**Exercise prompt:** Take the lines from the one with "Where can the curly" through the end of the material below and repeat them exactly, dropping every picture.

**Provided information:**
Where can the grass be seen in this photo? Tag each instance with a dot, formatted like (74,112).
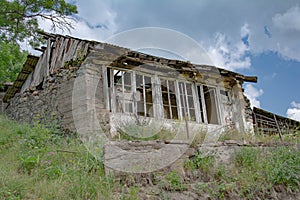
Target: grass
(253,173)
(40,163)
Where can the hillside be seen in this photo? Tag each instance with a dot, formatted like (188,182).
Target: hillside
(41,163)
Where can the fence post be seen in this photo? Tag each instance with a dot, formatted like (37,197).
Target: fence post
(279,131)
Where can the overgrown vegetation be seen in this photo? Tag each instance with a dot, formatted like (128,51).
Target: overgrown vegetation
(41,163)
(253,173)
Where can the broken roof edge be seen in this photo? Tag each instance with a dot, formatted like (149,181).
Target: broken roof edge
(163,60)
(271,115)
(28,67)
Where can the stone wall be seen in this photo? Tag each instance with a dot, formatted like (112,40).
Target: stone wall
(49,103)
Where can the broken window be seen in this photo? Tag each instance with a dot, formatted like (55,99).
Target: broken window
(225,96)
(125,97)
(144,95)
(211,104)
(201,103)
(169,99)
(187,101)
(120,90)
(132,92)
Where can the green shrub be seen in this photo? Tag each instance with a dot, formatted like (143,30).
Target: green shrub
(199,161)
(175,181)
(283,167)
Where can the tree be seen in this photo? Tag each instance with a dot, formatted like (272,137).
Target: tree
(19,18)
(19,21)
(11,60)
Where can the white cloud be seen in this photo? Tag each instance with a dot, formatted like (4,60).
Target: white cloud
(252,93)
(288,21)
(294,111)
(230,55)
(95,21)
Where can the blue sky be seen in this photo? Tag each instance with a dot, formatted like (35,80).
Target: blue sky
(260,38)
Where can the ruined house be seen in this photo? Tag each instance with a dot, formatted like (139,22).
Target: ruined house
(127,85)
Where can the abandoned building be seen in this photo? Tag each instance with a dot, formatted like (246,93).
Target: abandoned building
(130,85)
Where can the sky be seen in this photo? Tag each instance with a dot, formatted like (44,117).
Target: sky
(256,38)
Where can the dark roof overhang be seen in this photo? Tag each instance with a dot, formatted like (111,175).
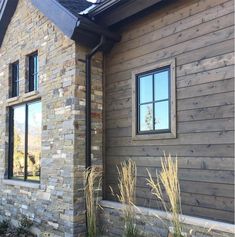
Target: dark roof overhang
(76,27)
(113,12)
(7,9)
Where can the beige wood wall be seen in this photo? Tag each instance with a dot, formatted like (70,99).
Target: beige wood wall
(199,35)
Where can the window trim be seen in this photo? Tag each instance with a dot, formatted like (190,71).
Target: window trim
(31,85)
(14,84)
(152,135)
(11,143)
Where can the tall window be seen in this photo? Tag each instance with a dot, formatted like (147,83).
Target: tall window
(33,72)
(25,141)
(153,109)
(153,101)
(15,79)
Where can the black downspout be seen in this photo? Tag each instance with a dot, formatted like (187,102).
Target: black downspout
(88,99)
(88,104)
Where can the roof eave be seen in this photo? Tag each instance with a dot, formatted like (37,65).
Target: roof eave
(7,9)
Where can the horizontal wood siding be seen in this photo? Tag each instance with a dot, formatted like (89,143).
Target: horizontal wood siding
(199,35)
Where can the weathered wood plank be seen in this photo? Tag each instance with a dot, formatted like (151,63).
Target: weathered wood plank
(211,163)
(186,81)
(204,188)
(210,176)
(223,137)
(185,92)
(192,150)
(187,209)
(216,125)
(182,31)
(173,51)
(175,13)
(218,203)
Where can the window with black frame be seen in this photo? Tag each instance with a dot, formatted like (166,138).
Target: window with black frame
(14,79)
(25,141)
(33,72)
(153,101)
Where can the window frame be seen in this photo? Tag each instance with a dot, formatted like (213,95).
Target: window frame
(11,142)
(14,84)
(154,134)
(33,85)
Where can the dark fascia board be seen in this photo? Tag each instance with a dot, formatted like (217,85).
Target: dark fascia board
(75,27)
(7,9)
(118,11)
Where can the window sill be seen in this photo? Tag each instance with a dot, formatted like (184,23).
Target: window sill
(21,183)
(159,136)
(31,94)
(13,99)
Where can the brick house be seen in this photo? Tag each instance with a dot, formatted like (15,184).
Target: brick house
(52,52)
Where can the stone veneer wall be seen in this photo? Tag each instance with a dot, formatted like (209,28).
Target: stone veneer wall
(56,205)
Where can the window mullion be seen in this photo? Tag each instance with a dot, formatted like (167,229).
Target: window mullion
(153,103)
(26,143)
(11,142)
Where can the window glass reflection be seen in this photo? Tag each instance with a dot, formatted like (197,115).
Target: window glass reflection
(19,142)
(161,85)
(146,89)
(146,117)
(162,115)
(34,141)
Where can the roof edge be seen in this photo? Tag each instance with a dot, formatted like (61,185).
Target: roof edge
(7,10)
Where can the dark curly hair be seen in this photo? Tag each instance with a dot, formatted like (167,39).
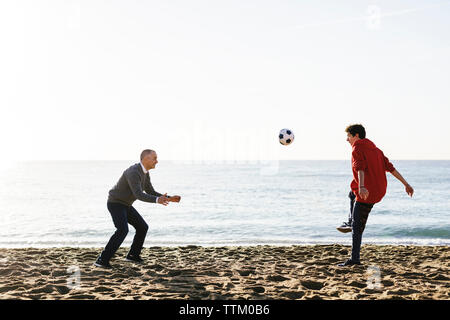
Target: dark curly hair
(354,129)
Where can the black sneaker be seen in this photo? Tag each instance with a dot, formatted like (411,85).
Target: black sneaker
(345,227)
(136,259)
(102,264)
(349,262)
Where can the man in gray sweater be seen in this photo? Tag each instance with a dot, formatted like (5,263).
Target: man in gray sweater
(131,186)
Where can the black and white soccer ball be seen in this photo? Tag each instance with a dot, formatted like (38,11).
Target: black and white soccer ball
(286,136)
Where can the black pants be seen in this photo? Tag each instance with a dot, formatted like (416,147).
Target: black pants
(121,216)
(359,213)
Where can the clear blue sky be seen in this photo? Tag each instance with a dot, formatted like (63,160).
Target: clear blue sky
(219,79)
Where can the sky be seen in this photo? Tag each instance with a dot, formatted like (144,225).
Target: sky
(215,80)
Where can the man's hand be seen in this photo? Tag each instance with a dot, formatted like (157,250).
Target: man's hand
(363,193)
(175,198)
(163,200)
(409,190)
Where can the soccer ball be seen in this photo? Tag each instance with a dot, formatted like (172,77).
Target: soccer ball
(286,136)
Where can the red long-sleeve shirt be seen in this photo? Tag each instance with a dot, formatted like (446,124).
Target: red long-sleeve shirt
(367,157)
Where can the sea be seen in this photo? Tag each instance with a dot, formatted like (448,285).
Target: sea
(63,204)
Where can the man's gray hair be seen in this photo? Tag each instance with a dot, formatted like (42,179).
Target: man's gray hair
(145,153)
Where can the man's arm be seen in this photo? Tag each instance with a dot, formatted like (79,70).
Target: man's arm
(363,192)
(409,190)
(135,186)
(149,188)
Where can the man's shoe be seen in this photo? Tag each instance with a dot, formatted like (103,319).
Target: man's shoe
(102,264)
(349,262)
(345,227)
(136,259)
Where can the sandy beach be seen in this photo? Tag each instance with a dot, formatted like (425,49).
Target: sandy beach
(253,272)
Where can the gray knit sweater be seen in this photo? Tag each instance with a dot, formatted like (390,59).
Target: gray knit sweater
(131,186)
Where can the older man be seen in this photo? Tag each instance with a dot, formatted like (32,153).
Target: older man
(130,187)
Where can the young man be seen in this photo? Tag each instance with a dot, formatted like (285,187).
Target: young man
(369,166)
(131,186)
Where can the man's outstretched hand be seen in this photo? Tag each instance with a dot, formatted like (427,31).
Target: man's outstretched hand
(175,198)
(409,190)
(164,200)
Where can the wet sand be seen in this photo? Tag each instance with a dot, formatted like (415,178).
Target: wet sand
(250,272)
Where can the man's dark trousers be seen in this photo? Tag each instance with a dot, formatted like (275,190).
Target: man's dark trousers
(359,213)
(122,215)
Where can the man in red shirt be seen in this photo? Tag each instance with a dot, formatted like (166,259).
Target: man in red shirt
(369,166)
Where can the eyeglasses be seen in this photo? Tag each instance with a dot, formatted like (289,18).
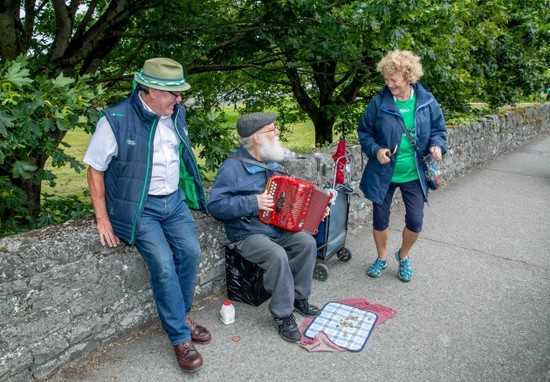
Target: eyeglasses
(268,131)
(391,152)
(175,94)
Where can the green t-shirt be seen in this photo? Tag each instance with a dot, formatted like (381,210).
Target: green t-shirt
(405,166)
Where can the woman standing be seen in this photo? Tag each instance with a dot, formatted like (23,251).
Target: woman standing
(402,103)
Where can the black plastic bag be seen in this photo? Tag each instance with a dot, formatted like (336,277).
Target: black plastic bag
(244,279)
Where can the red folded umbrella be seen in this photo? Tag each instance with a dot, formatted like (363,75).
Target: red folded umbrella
(340,158)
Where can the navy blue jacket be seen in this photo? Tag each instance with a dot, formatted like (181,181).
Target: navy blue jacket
(233,197)
(380,127)
(128,177)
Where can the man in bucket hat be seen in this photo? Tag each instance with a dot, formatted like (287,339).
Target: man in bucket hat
(143,179)
(238,196)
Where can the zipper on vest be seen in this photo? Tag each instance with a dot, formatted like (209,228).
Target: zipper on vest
(146,182)
(192,159)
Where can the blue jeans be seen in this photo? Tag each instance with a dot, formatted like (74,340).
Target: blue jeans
(167,239)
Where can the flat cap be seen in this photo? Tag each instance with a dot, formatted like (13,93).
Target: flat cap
(248,124)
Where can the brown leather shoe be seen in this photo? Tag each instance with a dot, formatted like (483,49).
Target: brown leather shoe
(199,334)
(188,358)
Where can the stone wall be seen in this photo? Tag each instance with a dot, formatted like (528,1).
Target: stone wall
(62,295)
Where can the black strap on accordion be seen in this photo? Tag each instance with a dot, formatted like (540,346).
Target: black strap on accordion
(260,164)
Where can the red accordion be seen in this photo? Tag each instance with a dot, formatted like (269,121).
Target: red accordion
(299,205)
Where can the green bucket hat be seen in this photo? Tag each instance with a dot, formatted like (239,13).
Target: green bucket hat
(162,74)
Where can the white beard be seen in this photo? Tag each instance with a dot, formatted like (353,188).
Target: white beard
(271,149)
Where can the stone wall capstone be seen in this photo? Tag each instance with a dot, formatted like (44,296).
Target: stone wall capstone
(62,295)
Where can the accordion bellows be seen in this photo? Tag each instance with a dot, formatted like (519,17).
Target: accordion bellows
(299,204)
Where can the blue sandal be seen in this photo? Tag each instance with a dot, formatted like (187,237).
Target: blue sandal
(375,270)
(405,270)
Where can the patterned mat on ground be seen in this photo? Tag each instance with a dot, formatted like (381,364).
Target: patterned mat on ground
(322,342)
(346,326)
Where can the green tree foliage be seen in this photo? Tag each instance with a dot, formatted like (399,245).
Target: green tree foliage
(320,55)
(36,113)
(323,54)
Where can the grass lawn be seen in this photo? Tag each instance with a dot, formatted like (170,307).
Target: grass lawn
(300,137)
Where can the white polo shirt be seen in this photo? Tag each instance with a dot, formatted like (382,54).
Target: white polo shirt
(165,175)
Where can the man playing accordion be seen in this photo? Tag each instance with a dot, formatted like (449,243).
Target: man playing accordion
(239,196)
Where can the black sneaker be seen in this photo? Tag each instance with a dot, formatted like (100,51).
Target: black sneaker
(288,328)
(305,308)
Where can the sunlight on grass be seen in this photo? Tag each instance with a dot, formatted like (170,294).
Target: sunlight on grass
(299,137)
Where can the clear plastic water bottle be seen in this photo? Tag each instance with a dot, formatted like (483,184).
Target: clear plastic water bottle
(227,312)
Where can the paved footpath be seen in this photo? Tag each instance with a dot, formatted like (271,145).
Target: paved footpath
(477,309)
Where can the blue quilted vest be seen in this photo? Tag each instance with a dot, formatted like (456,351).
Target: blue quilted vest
(128,176)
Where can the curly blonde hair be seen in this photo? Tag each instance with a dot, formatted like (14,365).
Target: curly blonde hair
(401,62)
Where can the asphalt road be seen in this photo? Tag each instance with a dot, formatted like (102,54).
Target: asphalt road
(477,309)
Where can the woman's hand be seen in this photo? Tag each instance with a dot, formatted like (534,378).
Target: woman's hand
(436,152)
(383,155)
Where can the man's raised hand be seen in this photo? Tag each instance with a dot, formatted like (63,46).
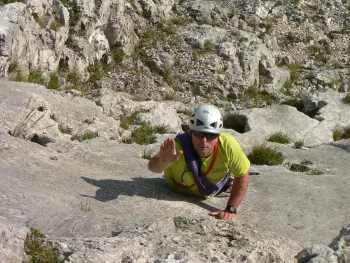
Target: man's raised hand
(168,153)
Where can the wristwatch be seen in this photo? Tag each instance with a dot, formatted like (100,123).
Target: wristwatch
(231,208)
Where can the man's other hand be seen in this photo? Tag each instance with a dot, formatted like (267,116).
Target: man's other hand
(224,215)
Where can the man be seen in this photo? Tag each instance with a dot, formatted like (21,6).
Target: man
(200,161)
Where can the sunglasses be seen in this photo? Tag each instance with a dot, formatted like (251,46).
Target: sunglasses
(209,136)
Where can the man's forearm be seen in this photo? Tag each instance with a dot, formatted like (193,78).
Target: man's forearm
(156,166)
(239,189)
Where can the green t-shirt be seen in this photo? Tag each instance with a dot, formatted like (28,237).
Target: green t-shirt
(230,157)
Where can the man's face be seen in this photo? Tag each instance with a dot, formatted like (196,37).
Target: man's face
(204,146)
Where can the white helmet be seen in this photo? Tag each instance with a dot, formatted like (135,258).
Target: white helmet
(206,118)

**Task result:**
Where can the curly blonde hair be seen in this photo? Tag each instance with a dot, formatted like (14,365).
Target: curly blonde hair
(401,62)
Where can the asphalt road be seen in this photo? Tag each instance with a dot, formatted like (102,54).
Target: asphalt road
(477,309)
Where can the woman's hand be seen in this photo? Tag each instance with a dot, formatted like (534,378).
Target: woman's hand
(436,152)
(383,155)
Where can the man's raised hand be seen in this photo? Tag each instance with a dot, formatted like (63,46).
Target: man's raised hand
(168,153)
Where can the wristwatch be seen in this photo? Tag each instance with a dot, formatted like (100,123).
Target: wristwatch
(231,208)
Where can the man's other hand be seen in this photo? Tag each instance with a dot, formatted like (267,116).
Target: man's other hand
(224,215)
Where can the man be seen in this photo? Tag each instance with a dot, formatted like (21,6).
Target: man
(200,161)
Where can the sunglasses be seen in this photo? Tag each instance with a dot, formatted like (251,46).
Target: sunglasses
(209,136)
Where can the man's forearm be seen in this photo? Tag each instance with a dot, formatted like (193,78).
Target: man's forearm
(156,166)
(239,189)
Where can the green t-shirt be seen in this photo? Tag each instance with a dot, formatted like (28,237).
Target: green t-shirt
(230,157)
Where can the man's face be seen in this photo? Tag each instance with a dot, formatted like (196,37).
Target: man's face
(204,146)
Where can the white helmet be seen in this photo? Tag each instance with a dot, formatted like (135,258).
Target: white helmet
(206,118)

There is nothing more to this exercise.